> _Requirements_
Reproduce verbatim the lines of the records between the line containing "the muddy river." and the line containing "pixel 501 523", inclusive.

— start of Recorded data —

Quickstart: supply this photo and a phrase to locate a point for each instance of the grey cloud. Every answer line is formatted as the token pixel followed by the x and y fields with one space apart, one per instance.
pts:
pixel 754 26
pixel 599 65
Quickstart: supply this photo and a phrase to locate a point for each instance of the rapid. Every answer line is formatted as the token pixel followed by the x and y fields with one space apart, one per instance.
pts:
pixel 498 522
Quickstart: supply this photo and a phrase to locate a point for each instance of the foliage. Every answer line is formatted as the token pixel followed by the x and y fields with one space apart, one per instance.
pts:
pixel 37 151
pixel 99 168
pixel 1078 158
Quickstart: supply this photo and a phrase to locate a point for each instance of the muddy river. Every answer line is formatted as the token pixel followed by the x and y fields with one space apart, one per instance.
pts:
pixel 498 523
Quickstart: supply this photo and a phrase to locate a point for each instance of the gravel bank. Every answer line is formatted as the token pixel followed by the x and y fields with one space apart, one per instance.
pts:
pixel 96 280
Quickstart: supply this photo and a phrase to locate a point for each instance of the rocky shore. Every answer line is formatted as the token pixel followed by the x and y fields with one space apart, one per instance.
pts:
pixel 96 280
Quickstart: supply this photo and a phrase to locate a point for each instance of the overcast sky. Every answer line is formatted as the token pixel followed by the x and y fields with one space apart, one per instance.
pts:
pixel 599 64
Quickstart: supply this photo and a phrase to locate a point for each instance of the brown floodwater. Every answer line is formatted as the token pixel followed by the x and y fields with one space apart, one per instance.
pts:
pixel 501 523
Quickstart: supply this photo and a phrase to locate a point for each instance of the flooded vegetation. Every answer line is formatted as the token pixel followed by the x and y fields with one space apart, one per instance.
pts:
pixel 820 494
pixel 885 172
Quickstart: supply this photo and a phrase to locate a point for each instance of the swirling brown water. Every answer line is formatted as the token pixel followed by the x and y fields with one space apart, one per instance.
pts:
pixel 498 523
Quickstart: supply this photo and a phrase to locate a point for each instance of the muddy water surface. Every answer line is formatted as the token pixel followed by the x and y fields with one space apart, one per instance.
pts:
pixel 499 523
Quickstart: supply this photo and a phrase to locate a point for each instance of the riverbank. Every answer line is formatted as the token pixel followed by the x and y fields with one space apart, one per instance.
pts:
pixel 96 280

— end of Recorded data —

> _Result below_
Quickstart: supply this photo and a phrase to locate a point for each instance of the muddy river. Every answer line is formatted as the token pixel followed by the x and y fields with one space apart, one per instance.
pts:
pixel 498 523
Quickstart: supply this photo and a phrase to locate a point for each instance of the gravel bank. Every answer line is formatted as the token pixel followed by the x and y fields with one space apart, one per instance.
pts:
pixel 96 280
Quickstart: supply this photo and a phrase to locate a point for each instance of the rocky shore. Every answer line is formatted as the token pixel followed by the x and y fields with one space apart, one per instance.
pts:
pixel 96 280
Quickstart: supply this photo and a phrase to locate a point for each instance of the overcast sky. Every answer line is formatted as the token pixel followed by the x and y fields with one space apart, one per instance.
pts:
pixel 599 64
Quickstart: supply this photo and a phrase to locate a point for each instance of the brown floodwater. Every answer line is formatted as the token pixel followed by the x and y fields with one space apart, one per instance.
pts:
pixel 501 523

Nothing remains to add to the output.